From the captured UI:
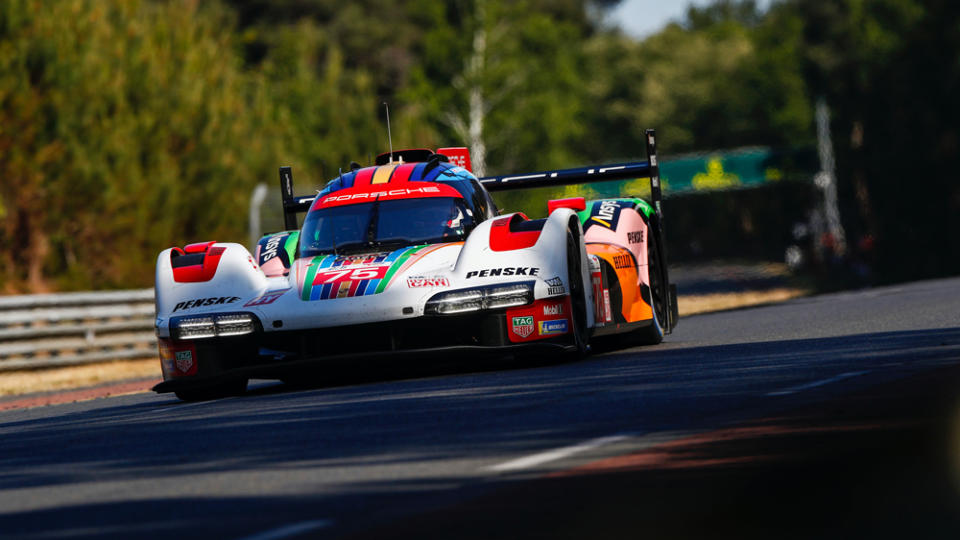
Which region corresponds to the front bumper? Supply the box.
[153,312,574,393]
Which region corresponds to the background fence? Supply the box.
[0,289,157,372]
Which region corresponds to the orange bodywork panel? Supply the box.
[587,243,653,322]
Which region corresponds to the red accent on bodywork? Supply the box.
[547,197,587,215]
[490,212,540,251]
[437,146,473,172]
[173,246,227,283]
[310,182,463,210]
[353,167,377,187]
[390,163,419,184]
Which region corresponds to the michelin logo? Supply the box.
[537,319,567,336]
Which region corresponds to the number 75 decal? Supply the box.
[313,265,390,285]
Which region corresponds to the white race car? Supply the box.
[154,130,677,400]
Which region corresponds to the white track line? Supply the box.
[485,434,632,472]
[767,369,870,396]
[234,519,333,540]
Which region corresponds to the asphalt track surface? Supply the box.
[0,279,960,540]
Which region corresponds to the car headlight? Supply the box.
[424,281,533,315]
[170,313,256,339]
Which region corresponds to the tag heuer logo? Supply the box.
[511,315,533,338]
[177,351,193,373]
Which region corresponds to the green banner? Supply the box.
[591,147,817,197]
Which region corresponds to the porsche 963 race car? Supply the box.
[154,130,677,400]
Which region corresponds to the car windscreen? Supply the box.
[300,197,475,257]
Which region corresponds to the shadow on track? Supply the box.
[0,328,960,538]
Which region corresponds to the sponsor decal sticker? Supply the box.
[467,266,540,279]
[323,186,440,204]
[510,315,542,338]
[260,234,287,264]
[538,319,567,336]
[173,296,240,311]
[603,289,613,322]
[313,264,390,285]
[591,201,620,229]
[613,255,633,268]
[543,304,563,315]
[546,276,567,296]
[174,350,196,375]
[407,276,450,289]
[243,289,290,307]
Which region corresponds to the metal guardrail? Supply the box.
[0,289,157,372]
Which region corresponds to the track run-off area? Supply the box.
[0,279,960,539]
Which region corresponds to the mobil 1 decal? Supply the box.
[583,199,634,230]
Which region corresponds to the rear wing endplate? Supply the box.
[280,167,317,231]
[480,129,663,222]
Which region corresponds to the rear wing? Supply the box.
[280,167,317,231]
[480,129,678,333]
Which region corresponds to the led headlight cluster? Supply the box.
[424,281,533,315]
[170,313,256,339]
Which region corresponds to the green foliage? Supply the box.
[0,0,376,290]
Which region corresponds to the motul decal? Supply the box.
[407,276,450,289]
[157,339,197,378]
[546,276,567,296]
[613,255,633,268]
[313,264,390,285]
[260,234,288,264]
[243,289,290,307]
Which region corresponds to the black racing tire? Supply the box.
[634,227,670,345]
[567,227,590,358]
[174,378,247,401]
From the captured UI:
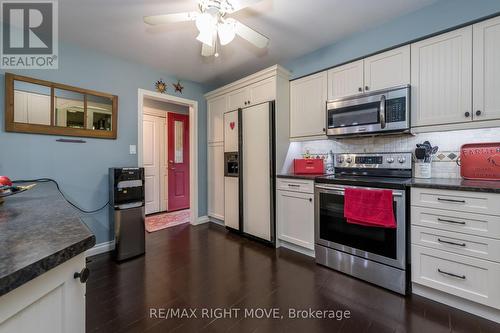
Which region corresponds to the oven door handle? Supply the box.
[380,95,385,128]
[316,185,403,197]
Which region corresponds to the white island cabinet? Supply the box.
[0,253,85,333]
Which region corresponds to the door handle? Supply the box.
[380,95,385,128]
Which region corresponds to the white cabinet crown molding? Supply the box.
[205,65,290,99]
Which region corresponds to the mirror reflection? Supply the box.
[54,89,85,128]
[14,80,51,125]
[87,95,113,131]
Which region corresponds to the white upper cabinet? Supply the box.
[227,87,249,111]
[247,77,276,106]
[290,71,328,138]
[472,17,500,121]
[411,26,472,127]
[328,60,363,100]
[207,95,227,143]
[364,45,410,92]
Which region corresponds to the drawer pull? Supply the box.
[438,238,467,247]
[438,198,465,203]
[438,217,465,225]
[438,268,465,280]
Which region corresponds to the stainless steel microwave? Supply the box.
[326,86,410,136]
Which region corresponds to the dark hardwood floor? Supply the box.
[86,224,500,333]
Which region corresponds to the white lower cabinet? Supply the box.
[207,142,224,220]
[276,181,314,250]
[0,253,85,333]
[411,188,500,316]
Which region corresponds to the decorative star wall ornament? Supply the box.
[172,80,184,94]
[155,79,167,94]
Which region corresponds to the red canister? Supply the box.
[460,142,500,180]
[293,158,325,175]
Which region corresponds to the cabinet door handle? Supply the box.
[73,267,90,283]
[438,198,465,203]
[438,217,465,225]
[438,238,467,247]
[438,268,466,280]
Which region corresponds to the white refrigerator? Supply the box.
[224,102,276,243]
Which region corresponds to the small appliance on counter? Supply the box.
[458,142,500,180]
[109,168,146,261]
[293,158,325,175]
[414,141,439,178]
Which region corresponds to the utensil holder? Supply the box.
[415,162,432,178]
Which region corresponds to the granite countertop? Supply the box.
[276,174,500,193]
[0,183,95,296]
[410,178,500,193]
[276,173,326,180]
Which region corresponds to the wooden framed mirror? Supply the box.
[5,73,118,139]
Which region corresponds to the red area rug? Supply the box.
[146,209,191,232]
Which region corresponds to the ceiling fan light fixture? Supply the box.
[217,18,236,45]
[196,12,217,34]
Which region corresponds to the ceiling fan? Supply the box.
[144,0,269,57]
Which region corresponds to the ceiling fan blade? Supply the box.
[201,43,215,57]
[230,0,262,13]
[236,21,269,49]
[144,12,198,25]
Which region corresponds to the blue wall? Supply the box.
[0,44,207,243]
[283,0,500,78]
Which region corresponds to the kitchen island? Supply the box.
[0,183,95,332]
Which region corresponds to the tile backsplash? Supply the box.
[283,128,500,178]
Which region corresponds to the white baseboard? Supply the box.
[85,240,115,257]
[412,283,500,323]
[191,215,210,225]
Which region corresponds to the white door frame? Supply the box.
[137,89,199,225]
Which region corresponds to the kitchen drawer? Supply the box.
[411,245,500,309]
[411,187,500,215]
[411,206,500,239]
[411,225,500,262]
[276,178,314,193]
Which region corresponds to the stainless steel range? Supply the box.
[315,153,412,294]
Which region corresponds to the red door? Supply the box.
[167,112,189,211]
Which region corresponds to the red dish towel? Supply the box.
[344,188,396,228]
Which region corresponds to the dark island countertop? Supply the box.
[276,174,500,193]
[411,178,500,193]
[0,183,95,296]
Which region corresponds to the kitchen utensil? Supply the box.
[459,142,500,180]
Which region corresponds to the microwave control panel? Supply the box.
[385,97,406,123]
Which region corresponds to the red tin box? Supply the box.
[460,142,500,180]
[293,158,325,175]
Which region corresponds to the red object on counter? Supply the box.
[344,188,396,228]
[293,158,325,175]
[460,142,500,180]
[0,176,12,186]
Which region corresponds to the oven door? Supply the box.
[314,184,406,269]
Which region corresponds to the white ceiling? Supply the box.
[59,0,437,86]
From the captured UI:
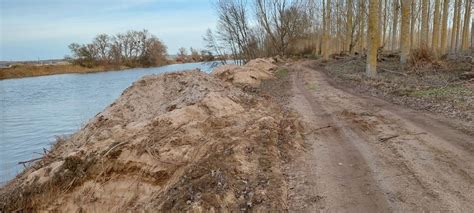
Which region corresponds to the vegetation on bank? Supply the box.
[204,0,474,78]
[0,64,114,79]
[66,30,168,68]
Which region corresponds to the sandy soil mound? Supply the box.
[212,58,278,88]
[0,68,301,212]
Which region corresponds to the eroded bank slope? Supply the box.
[0,58,301,212]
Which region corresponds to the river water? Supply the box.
[0,63,218,185]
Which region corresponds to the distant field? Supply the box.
[0,64,120,79]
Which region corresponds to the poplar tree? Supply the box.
[400,0,413,65]
[440,0,449,54]
[366,0,380,78]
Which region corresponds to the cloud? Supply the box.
[0,0,216,60]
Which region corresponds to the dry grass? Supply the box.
[0,64,126,79]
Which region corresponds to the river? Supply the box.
[0,63,218,185]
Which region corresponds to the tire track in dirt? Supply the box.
[289,62,474,212]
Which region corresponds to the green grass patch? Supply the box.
[275,68,288,79]
[410,86,474,97]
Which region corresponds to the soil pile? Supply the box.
[212,58,278,88]
[0,61,302,212]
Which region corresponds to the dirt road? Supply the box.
[287,64,474,212]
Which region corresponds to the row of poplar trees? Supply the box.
[360,0,474,77]
[209,0,474,77]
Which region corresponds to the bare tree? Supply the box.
[431,0,441,56]
[440,0,449,54]
[366,0,380,78]
[462,0,472,50]
[400,0,411,65]
[391,0,400,50]
[420,0,429,48]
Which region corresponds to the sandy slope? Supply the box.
[0,61,301,212]
[287,63,474,212]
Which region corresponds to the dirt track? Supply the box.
[287,61,474,212]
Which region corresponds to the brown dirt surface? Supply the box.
[285,62,474,212]
[0,62,302,212]
[320,55,474,135]
[212,58,277,90]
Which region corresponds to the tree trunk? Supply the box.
[392,0,400,50]
[366,0,380,78]
[440,0,449,54]
[471,19,474,49]
[431,0,440,57]
[377,0,385,48]
[410,0,416,49]
[346,0,354,53]
[359,0,366,52]
[451,0,460,53]
[462,0,472,50]
[420,0,429,48]
[400,0,412,65]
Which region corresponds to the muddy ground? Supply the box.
[320,54,474,135]
[0,57,474,212]
[0,60,302,212]
[285,62,474,212]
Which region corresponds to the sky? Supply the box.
[0,0,216,61]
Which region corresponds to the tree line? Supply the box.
[66,30,168,67]
[204,0,474,77]
[175,47,221,63]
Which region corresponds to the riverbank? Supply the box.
[0,64,135,80]
[0,57,301,212]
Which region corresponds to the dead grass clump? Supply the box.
[409,47,435,67]
[0,67,299,212]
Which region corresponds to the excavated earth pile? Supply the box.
[0,58,302,212]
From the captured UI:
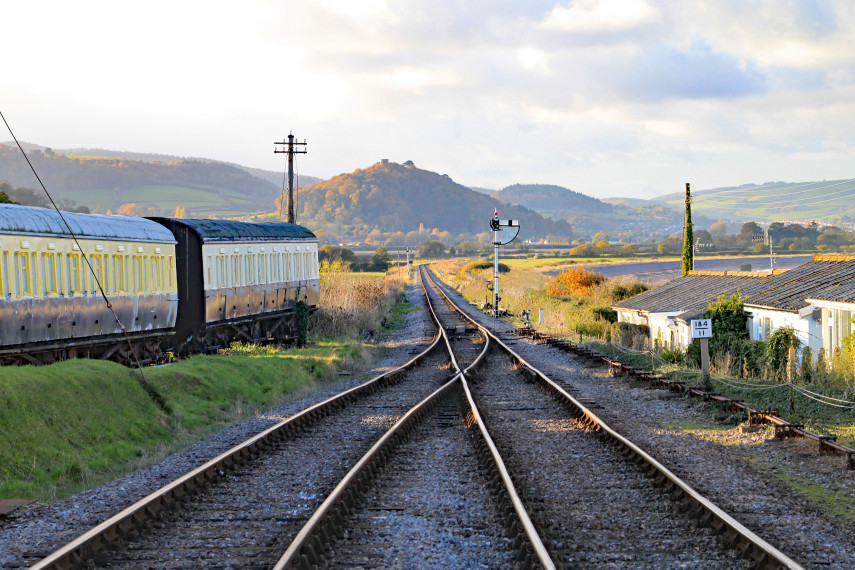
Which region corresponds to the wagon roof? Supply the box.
[160,218,318,243]
[0,204,175,243]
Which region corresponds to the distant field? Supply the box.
[665,178,855,222]
[70,185,273,216]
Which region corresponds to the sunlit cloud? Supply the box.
[540,0,657,33]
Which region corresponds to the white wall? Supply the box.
[745,305,822,354]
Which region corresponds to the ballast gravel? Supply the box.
[434,270,855,570]
[0,272,855,569]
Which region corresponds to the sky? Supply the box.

_ _ _ _ _

- Exercise details -
Can you output every line from the one containing "Which region corresponds to the poplar" through the one containing "[0,58,302,212]", both ends included, as a Markdown table with the columns Row and Line, leaving out any blank lines?

- Answer for the task -
| Row | Line |
|---|---|
| 1 | Which region corresponds to the poplar tree? Supply the box. |
| 2 | [400,0,413,65] |
| 3 | [440,0,449,54] |
| 4 | [366,0,380,78] |
| 5 | Which region corresponds to the cloud? Supply the box. |
| 6 | [0,0,216,60] |
| 7 | Which region corresponds to the dry grass? Supply the box. |
| 8 | [0,64,126,79] |
| 9 | Which region corresponds to the river? Supply the box. |
| 10 | [0,63,218,185] |
| 11 | Which region corresponds to the tire track in dirt? Supply the box. |
| 12 | [289,62,474,212] |
| 13 | Which region corresponds to the green grass patch? Supply the box. |
| 14 | [275,68,288,79] |
| 15 | [410,86,474,97] |
| 16 | Which region corresponds to the soil pile? Supply the box. |
| 17 | [212,58,278,88] |
| 18 | [0,61,302,212] |
| 19 | Which region corresponds to the dirt road? Supply the box. |
| 20 | [287,64,474,212] |
| 21 | Which region corresponds to the row of poplar trees? Supply the box. |
| 22 | [360,0,474,77] |
| 23 | [209,0,474,77] |
| 24 | Which region corresponds to the bare tree? Supply the box. |
| 25 | [431,0,441,56] |
| 26 | [440,0,449,54] |
| 27 | [366,0,380,78] |
| 28 | [462,0,472,50] |
| 29 | [400,0,411,65] |
| 30 | [391,0,400,50] |
| 31 | [420,0,429,48] |
| 32 | Which region corresponds to the sandy slope? Supply the box. |
| 33 | [0,61,301,212] |
| 34 | [287,63,474,212] |
| 35 | Which region corresponds to the dirt track? Supply the box. |
| 36 | [287,61,474,212] |
| 37 | Which region corresponds to the brown dirt surface? Supply the box. |
| 38 | [285,62,474,212] |
| 39 | [0,62,302,212] |
| 40 | [320,55,474,135] |
| 41 | [212,58,277,90] |
| 42 | Which region corresponds to the tree trunk? Supply the box. |
| 43 | [392,0,400,50] |
| 44 | [366,0,380,78] |
| 45 | [440,0,449,54] |
| 46 | [471,19,474,49] |
| 47 | [431,0,440,57] |
| 48 | [377,0,385,48] |
| 49 | [410,0,416,49] |
| 50 | [346,0,354,53] |
| 51 | [359,0,366,52] |
| 52 | [451,0,460,53] |
| 53 | [462,0,472,50] |
| 54 | [420,0,429,48] |
| 55 | [400,0,412,65] |
| 56 | Which region corresponds to the muddy ground? Supply the box. |
| 57 | [320,54,474,135] |
| 58 | [0,57,474,212] |
| 59 | [0,60,302,212] |
| 60 | [285,62,474,212] |
| 61 | Which region corresponds to the sky? Supply the box. |
| 62 | [0,0,216,61] |
| 63 | Which region corresponds to the tree line? Supply the box. |
| 64 | [66,30,168,67] |
| 65 | [204,0,474,77] |
| 66 | [175,47,221,63] |
| 67 | Which region corresponds to the riverbank? Supply the box. |
| 68 | [0,64,135,80] |
| 69 | [0,57,301,212] |
| 70 | Which region corresponds to the dead grass clump? Supply the box. |
| 71 | [409,47,435,67] |
| 72 | [0,67,299,212] |
| 73 | Which region corresponds to the excavated earth pile? Supply the box. |
| 74 | [0,58,302,212] |